-- THE DATA start --

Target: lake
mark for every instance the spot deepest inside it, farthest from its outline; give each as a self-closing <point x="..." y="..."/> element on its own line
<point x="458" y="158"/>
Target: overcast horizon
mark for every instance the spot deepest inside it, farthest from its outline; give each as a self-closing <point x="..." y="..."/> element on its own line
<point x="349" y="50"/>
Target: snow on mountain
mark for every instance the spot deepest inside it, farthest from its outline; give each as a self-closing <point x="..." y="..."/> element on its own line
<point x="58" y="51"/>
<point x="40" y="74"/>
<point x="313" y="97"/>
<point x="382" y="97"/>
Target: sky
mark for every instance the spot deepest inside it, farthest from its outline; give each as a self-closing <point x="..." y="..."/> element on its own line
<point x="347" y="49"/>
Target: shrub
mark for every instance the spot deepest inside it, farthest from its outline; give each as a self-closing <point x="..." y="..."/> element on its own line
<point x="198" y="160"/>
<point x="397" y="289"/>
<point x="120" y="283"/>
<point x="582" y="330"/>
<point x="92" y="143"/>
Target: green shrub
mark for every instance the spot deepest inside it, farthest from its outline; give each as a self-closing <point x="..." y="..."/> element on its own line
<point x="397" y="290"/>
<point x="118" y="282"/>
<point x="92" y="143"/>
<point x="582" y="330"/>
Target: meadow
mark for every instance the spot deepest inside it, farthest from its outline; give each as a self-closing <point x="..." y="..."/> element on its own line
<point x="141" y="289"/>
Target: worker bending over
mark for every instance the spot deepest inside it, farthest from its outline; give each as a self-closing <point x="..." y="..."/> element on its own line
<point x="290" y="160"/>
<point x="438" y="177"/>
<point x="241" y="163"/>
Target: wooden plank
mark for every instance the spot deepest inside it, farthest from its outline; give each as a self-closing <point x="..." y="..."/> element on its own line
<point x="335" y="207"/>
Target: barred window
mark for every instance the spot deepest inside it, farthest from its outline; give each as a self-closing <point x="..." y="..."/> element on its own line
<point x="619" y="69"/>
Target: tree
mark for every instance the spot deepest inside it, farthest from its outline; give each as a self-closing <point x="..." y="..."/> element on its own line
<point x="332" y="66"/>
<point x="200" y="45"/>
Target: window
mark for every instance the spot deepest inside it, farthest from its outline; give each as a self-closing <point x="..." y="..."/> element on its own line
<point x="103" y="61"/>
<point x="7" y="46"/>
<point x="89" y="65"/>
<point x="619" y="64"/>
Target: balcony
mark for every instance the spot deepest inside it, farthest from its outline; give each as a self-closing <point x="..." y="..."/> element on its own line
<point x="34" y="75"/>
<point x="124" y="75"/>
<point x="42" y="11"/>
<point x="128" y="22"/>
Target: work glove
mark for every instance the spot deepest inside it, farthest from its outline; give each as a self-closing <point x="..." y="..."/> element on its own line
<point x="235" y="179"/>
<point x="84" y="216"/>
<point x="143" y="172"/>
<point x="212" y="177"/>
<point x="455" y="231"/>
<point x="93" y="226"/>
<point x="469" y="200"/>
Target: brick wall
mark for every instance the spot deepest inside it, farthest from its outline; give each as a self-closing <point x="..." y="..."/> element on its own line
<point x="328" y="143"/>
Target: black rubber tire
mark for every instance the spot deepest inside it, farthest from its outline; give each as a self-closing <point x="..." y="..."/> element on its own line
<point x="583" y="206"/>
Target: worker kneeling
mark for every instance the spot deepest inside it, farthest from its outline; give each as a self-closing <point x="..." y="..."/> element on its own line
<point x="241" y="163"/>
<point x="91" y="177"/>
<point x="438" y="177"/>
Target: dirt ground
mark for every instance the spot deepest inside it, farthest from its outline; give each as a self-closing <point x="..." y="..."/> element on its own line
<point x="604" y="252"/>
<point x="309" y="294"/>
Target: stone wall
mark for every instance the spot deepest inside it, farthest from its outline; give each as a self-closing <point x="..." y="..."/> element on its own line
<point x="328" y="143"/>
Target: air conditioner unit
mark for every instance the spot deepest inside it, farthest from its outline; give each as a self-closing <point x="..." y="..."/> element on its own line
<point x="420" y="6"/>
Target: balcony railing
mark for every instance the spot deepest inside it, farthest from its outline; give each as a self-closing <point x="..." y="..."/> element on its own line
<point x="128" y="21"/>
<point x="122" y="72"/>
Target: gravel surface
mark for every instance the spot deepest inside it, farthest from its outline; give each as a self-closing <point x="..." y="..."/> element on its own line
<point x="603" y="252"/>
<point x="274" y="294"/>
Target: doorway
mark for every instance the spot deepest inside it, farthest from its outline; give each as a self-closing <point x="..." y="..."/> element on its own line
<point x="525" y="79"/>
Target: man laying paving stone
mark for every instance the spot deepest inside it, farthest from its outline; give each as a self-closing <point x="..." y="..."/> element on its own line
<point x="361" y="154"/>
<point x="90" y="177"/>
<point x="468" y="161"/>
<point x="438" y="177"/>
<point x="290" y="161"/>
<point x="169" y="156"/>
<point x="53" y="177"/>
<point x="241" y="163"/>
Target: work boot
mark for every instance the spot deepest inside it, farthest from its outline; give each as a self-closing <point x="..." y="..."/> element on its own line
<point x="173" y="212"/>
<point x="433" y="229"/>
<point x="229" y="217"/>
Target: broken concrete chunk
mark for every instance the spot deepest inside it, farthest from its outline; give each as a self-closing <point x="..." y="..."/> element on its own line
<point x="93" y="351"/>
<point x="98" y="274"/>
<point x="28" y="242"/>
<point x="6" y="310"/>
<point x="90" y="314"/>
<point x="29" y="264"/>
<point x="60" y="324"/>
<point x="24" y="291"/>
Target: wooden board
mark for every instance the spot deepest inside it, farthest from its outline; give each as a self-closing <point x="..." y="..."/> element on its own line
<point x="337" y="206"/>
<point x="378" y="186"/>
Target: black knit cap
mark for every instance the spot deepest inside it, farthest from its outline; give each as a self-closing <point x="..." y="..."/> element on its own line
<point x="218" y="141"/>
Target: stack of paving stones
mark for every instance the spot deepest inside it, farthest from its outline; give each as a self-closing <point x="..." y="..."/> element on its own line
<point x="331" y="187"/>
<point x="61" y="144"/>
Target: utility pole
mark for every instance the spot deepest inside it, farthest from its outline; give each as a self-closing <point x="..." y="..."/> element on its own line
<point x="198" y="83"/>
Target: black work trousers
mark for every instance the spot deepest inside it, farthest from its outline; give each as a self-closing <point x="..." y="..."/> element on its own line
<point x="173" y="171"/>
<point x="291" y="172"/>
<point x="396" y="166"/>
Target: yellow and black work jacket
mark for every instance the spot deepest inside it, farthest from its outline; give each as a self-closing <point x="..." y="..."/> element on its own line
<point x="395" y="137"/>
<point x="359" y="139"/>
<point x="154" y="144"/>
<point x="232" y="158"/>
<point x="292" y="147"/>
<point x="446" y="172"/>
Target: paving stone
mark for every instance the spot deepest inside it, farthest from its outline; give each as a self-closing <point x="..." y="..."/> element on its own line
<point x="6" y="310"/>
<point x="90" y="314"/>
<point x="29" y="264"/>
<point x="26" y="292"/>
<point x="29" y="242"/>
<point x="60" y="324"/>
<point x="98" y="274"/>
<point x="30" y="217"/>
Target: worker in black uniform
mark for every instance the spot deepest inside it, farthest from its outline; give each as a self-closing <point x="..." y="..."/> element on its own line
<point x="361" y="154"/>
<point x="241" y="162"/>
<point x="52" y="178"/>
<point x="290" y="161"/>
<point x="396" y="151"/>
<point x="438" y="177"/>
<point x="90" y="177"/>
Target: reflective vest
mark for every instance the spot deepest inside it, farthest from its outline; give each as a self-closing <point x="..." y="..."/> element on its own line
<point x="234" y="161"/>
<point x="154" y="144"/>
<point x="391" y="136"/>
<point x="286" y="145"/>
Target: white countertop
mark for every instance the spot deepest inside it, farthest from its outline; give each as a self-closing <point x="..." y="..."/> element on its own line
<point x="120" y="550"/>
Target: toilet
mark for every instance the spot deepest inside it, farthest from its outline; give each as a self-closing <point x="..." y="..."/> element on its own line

-- THE DATA end --

> _GIVEN INSTRUCTION_: For this exercise, please retype exactly the lines in the listing from the line with "Target: reflective vest" through its last line, both ends included.

> _COMPLETED TASK_:
Target: reflective vest
mark for every instance the spot deepest inside it, farthest from its outline; give each as a self-closing <point x="..." y="..."/> element on its own line
<point x="234" y="161"/>
<point x="154" y="144"/>
<point x="391" y="136"/>
<point x="286" y="145"/>
Target: white countertop
mark for every instance the spot deepest inside it, farthest from its outline; give each as a self-closing <point x="..." y="..."/> element on its own line
<point x="120" y="550"/>
Target: toilet
mark for every instance the spot deepest inside it, farthest from its outline; give each as a self-closing <point x="..." y="..."/> element on its own line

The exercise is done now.